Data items
↓↓↓
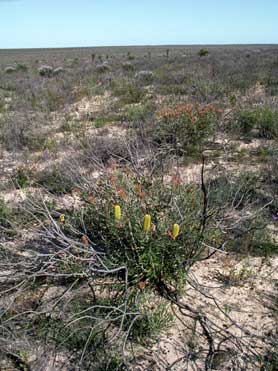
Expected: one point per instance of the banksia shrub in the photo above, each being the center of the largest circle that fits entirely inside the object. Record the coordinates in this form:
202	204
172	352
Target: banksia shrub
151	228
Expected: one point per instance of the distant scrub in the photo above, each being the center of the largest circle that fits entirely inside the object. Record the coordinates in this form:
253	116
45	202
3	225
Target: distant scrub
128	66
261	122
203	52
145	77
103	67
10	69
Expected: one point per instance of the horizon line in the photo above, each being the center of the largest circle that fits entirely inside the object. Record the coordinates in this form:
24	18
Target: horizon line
↑↑↑
↓↓↓
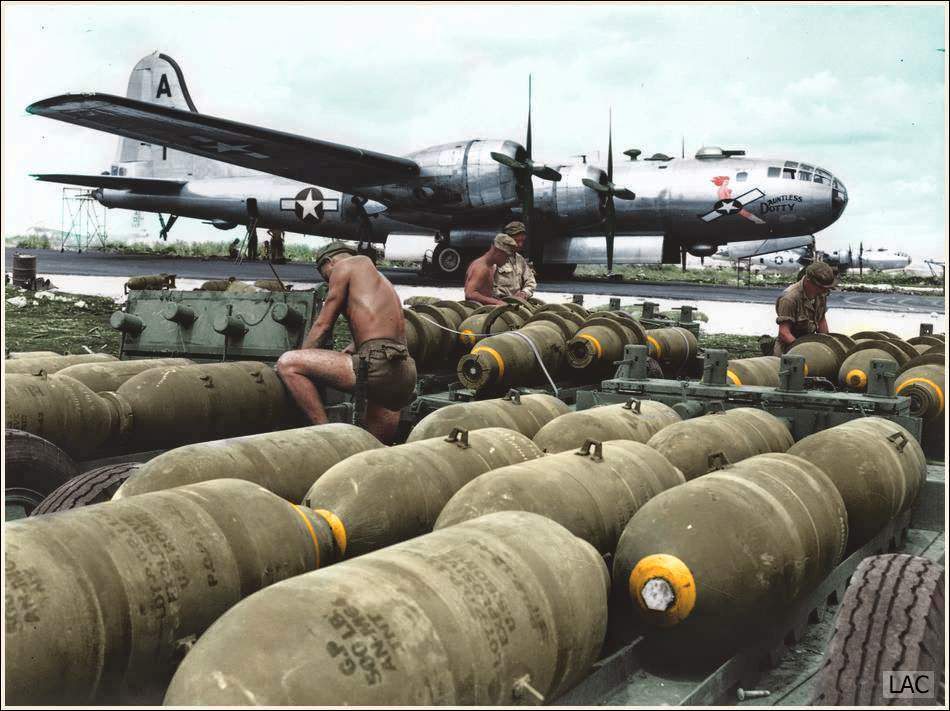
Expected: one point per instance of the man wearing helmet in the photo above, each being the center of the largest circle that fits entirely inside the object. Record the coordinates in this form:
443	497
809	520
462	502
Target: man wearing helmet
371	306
↑↑↑
↓↓↓
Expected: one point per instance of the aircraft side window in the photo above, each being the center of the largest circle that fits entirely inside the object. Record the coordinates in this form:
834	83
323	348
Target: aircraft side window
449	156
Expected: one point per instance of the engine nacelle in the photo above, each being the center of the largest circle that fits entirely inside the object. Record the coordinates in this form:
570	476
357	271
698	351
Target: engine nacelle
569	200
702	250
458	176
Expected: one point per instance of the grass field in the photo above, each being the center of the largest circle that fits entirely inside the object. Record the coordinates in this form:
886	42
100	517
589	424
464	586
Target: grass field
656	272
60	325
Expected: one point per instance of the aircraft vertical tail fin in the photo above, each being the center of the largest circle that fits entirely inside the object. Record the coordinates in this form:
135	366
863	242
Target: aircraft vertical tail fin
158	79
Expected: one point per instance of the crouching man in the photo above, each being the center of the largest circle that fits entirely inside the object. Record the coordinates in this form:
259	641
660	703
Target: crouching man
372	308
↑↑↑
Give only the number of lines in the data items above that contain the string "aircraft".

4